**Exercise description**
Give an exact copy of the data that follows, but none of its pictures.

**Exercise materials**
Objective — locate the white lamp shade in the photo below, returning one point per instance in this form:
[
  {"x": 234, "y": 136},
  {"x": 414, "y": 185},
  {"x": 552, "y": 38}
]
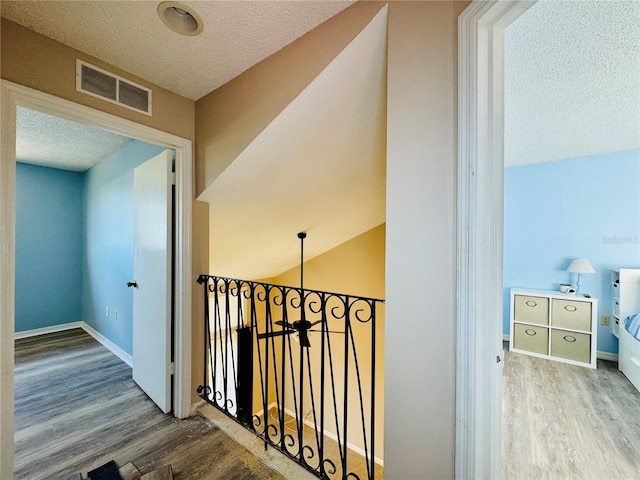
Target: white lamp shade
[{"x": 581, "y": 265}]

**Result for this task**
Objective — locate the white lamp shade in the photo below, returning one point per instance in this form:
[
  {"x": 234, "y": 136},
  {"x": 414, "y": 185},
  {"x": 552, "y": 38}
]
Target: white lamp shade
[{"x": 581, "y": 265}]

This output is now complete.